_TEXT PROVIDED_:
○ ○ ○ ○ ○

But what made me do it? That inspired idiocy of our teenage years that makes our choices just a little more instinctual than is conventionally wise, I think.
I was not, to put it mildly, a good student in high school. I was largely distracted by the usual things, and maybe one or two more-unique ones. So my freshman and sophomore years were a relative wash, academically speaking. I played in band and did one play - Midsummer's - finally, in my sophomore year, and I loved it and was utterly terrified and pretty much spent the entire time I wasn't on stage reading gay-themed sword-and-sorcery novels crouched in a corner next to the door of the dressing room. And then I quit band, and then Kara Schiffner cast me in her play, and then I fell ridonkulously head-over-heels for her, and I suddenly lost 40 pounds, and . . . well, life moves pretty fast. You don't stop and look around once in a while, you might suddenly find yourself being asked to choose a college.
At least my work went way up in quality for those last two years of high school, and I discovered for the first time just how much I enjoyed being hopelessly busy, so long as it was with projects to which I could make a unique contribution. When I started visiting schools, I figured the most memorable and significant aspects I could market (already I was concerned with advertising myself) were things I had done at the theatre conferences we attended. So I called myself an actor, and visited the theatre departments. At the same time, I was geeking out like nobody's business over writing of all sorts, and kept an eye on a double major. It is totally possible that I never gave a practical thought to my future. Money? Psh. Security? What is that, exactly?
My driving principle was that I didn't want to live with any major regrets. I didn't want to take the easy way, follow a set path. I had to at least try to make a life out of the things I loved to do. If I failed, I should at least be able to look back and say I failed honestly and had my answers.
So VCU it was for a BFA with nominal minor in creative writing (nominal because the theatre department at the time wouldn't recognize a minor in anything). It was urban, relatively speaking, which would prepare me for my culturally adventurous future. It had an English department (Shenandoah did not) and it didn't intimidate me the way Virginia Tech did with its vast Jeffersonian persona. (I didn't get into William & Mary, presumably because of my wastrel years.) And, yes, okay - there was a certain person I was seeing at the time on her way to the same school. Instinct over convention.

○ ○ ○ ○ ○

_RECORDED INFORMATION_:
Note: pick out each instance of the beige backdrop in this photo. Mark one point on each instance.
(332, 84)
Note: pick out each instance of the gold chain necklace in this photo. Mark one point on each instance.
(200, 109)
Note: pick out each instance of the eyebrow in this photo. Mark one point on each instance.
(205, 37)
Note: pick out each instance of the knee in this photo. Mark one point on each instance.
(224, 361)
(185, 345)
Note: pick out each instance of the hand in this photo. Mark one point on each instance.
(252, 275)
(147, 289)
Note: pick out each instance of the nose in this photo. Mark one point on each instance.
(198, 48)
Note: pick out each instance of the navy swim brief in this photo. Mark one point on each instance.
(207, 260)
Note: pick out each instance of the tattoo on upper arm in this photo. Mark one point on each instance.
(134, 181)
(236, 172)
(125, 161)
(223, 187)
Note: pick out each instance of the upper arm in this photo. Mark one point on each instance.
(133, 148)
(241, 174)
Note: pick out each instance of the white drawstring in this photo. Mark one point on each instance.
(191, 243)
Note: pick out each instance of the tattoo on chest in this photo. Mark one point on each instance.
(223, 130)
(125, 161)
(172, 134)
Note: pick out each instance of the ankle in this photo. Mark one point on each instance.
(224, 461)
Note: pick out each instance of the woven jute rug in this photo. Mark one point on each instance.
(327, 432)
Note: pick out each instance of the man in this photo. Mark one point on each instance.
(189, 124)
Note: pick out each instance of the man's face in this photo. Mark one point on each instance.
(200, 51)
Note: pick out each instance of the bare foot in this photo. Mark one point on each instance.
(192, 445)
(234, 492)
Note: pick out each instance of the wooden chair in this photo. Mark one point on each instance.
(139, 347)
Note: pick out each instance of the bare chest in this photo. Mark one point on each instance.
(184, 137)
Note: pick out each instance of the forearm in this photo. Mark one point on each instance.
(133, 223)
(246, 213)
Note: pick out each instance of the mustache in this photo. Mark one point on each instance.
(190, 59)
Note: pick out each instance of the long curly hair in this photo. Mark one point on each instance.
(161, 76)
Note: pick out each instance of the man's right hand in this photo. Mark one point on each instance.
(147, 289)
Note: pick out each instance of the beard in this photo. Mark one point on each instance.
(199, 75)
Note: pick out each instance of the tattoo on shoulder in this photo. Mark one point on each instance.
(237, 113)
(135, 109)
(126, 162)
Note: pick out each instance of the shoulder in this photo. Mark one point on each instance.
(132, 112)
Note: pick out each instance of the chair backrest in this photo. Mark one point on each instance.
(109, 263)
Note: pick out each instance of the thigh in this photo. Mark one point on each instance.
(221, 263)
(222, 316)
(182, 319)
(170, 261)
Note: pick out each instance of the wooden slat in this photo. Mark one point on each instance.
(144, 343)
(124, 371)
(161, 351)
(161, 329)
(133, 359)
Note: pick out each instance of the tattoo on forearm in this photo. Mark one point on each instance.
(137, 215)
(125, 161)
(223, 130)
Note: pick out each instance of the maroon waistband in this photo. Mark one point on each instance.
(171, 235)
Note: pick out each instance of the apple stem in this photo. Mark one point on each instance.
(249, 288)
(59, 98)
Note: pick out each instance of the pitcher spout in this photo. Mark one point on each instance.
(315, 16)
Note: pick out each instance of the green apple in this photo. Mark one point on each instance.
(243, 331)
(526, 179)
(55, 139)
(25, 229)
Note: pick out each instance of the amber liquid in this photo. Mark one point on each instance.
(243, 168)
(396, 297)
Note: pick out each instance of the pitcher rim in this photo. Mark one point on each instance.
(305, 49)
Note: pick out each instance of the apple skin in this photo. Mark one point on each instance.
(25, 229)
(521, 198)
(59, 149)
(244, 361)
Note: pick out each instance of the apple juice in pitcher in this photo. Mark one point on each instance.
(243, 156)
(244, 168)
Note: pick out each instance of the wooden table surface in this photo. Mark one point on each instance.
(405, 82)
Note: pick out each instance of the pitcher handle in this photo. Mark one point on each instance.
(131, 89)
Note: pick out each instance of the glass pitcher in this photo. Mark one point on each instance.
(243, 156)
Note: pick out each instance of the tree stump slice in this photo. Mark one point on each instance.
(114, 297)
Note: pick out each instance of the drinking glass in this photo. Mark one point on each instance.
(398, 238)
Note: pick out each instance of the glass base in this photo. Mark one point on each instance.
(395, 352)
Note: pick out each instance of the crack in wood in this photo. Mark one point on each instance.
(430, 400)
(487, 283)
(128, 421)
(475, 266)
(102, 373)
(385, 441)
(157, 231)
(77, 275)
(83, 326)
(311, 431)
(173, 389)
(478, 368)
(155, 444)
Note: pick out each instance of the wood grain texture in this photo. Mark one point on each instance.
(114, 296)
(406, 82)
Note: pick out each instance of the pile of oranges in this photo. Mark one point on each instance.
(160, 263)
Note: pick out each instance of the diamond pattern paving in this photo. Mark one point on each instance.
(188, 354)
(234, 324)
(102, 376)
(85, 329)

○ ○ ○ ○ ○

_EXERCISE REQUIREMENTS_:
1: In one to three sentences, explain why the passage on choosing a college calls the creative writing minor "nominal."
2: Write a continuation of the passage on choosing a college, starting after its final sentence, "Instinct over convention."
The items are unrelated to the passage on choosing a college.

_ANSWERS BY TASK_:
1: The minor was nominal because the theatre department at the time would not recognize a minor in anything.

2:
I was a person who needed that experience, so I'll always treasure it. Some actors can excel without technique or training, but I'm way too analytical for that and I quickly discovered in college that I had never known how to act, to be an actor. Personally, I don't think I would have figured that out if I had simply tried out for plays while pursuing a major in business, or skipped college altogether to live in Chicago. Maybe - who knows - but I doubt it. So it became a mission, to learn as much as I could about my "chosen" major, and my obsessiveness had a good excuse to flourish.
I've always been a little tunnel-visioned. It's interesting to realize that my dearest friends have all at one time or another had to decide to just trust and/or forgive me for that, and the way it makes me socially awkward or altogether absent. Even the woman who ended up marrying my silly ass was someone I knew in high school who was still interested in knowing me after I essentially vanished into my first professional theatre jobs for a year. The mixed emotions about my college education stem from looking back - free from tunnel-vision - and realizing I should have left after two years. I had learned everything I was going to by then. Maybe it was just an allegiance to the path I had set, but I stayed, and got a degree in the fine arts (as they say).
Going to school for those wacky liberal arts was the right choice for me; staying may not have been the best. But one more thing: There is value in committing oneself whole-heartedly to just about anything for a time. It can be a period of great discovery, as mine was, and we don't always have that luxury as we grow older and more encumbered with (in many cases welcome) duties. Does one have to pay tuition to do that? I think that all depends on one's personality in terms of a need for structure. I need structure, but in part as something to be a contrarian against. Let's not even try to analyze what freakin' Franko needs...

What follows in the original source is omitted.